+++ TEXT PASSAGE +++

Temperament, personality, and treatment outcome in major depression: a 6-month preliminary prospective study
Received 4 October 2016
Accepted for publication 17 November 2016
Published 19 December 2016 Volume 2017:13 Pages 17—24
Checked for plagiarism Yes
Review by Single-blind
Peer reviewer comments 3
Editor who approved publication: Dr Taro Kishi
Yuka Kudo,1,2 Atsuo Nakagawa,1,3 Taisei Wake,1 Natsumi Ishikawa,1 Chika Kurata,1 Mizuki Nakahara,4 Teruo Nojima,2 Masaru Mimura1
1Department of Neuropsychiatry, Keio University School of Medicine, Tokyo, 2Department of Psychiatry, Gunma Hospital, Gunma, 3Clinical and Translational Research Center, Keio University School of Medicine, Tokyo, 4Graduate School, Tokyo University of Social Welfare, Gunma, Japan
Background: Despite available treatments, major depression is a highly heterogeneous disorder, which leads to problems in classification and treatment specificity. Previous studies have reported that personality traits predict and influence the course and treatment response of depression. The Temperament and Personality Questionnaire (T&P) assesses eight major constructs of personality traits observed in those who develop depression. The aim of this study was to investigate the influence of T&P’s eight constructs on the treatment outcome of depressed patients.
Patients and methods: A preliminary 6-month prospective study was conducted with a sample of 51 adult patients with a diagnosis of major depressive disorder (MDD) without remarkable psychomotor disturbance using the Diagnostic and Statistical Manual of Mental Disorders, fourth edition. All patients received comprehensive assessment including the T&P at baseline. We compared each T&P construct score between patients who achieved remission and those who did not achieve remission after 6 months of treatment for depression using both subjective and objective measures. All 51 (100%) patients received the 6-month follow-up assessment.

+++ DATA FOR ANALYSIS +++

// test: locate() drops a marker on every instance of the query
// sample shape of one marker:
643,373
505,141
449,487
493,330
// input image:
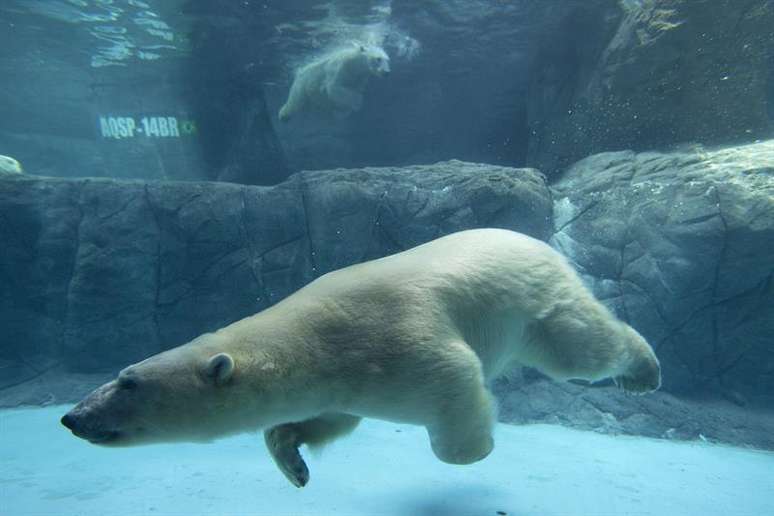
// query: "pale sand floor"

+++

** ASSIGNMENT A **
From the depression study abstract, extract the passage from "Patients and methods: A" up to and including "6-month follow-up assessment.", copying it word for word.
** ASSIGNMENT B **
According to the depression study abstract, how many major personality constructs does the Temperament and Personality Questionnaire assess?
These records were drawn from a separate source.

** ANSWER A **
Patients and methods: A preliminary 6-month prospective study was conducted with a sample of 51 adult patients with a diagnosis of major depressive disorder (MDD) without remarkable psychomotor disturbance using the Diagnostic and Statistical Manual of Mental Disorders, fourth edition. All patients received comprehensive assessment including the T&P at baseline. We compared each T&P construct score between patients who achieved remission and those who did not achieve remission after 6 months of treatment for depression using both subjective and objective measures. All 51 (100%) patients received the 6-month follow-up assessment.

** ANSWER B **
Eight.